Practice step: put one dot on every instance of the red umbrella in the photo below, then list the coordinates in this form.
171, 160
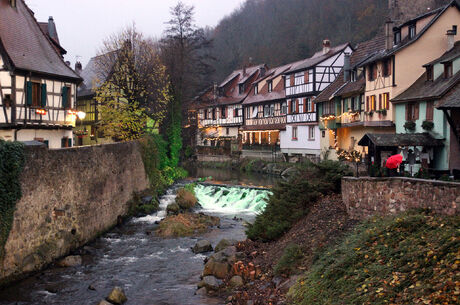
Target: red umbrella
394, 161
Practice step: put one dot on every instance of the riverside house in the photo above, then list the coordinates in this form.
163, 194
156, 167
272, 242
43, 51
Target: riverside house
37, 88
220, 110
395, 68
417, 114
265, 111
303, 82
341, 105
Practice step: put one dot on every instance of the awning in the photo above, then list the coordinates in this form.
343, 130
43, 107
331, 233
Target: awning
403, 139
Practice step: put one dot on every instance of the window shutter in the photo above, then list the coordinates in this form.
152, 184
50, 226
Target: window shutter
65, 93
29, 93
44, 95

────────

- _PROMPT_
Copy out every line of the records above, keeping the instruction text and the sample coordinates under it unchanged. Multiply each coordinate pair listed after a "Target:" line by 1.6 and round to whole numbers, with halves rounded up. Leave out the pictures.

- _CORRECT RESPONSE_
Practice step: put one dot on every instance of the red umbrella in the photo below, then list the coordinates in this form.
171, 160
Target: red umbrella
630, 258
Practice step: put one dot on every instance of the riverside house in the photo above, then list the coordinates in this form.
163, 194
156, 167
272, 242
43, 51
Target: riverside house
59, 141
352, 176
632, 109
667, 182
424, 178
485, 131
546, 168
Practice step: put one dot on every instance of the awning in the photo above, then list the coordinates in this form.
343, 130
43, 107
331, 233
Target: awning
645, 222
Practice step: put one dot on every instance of the window shutter in the photo above, then list the coordinates in this form.
152, 184
50, 226
Target: window shutter
104, 149
46, 149
70, 152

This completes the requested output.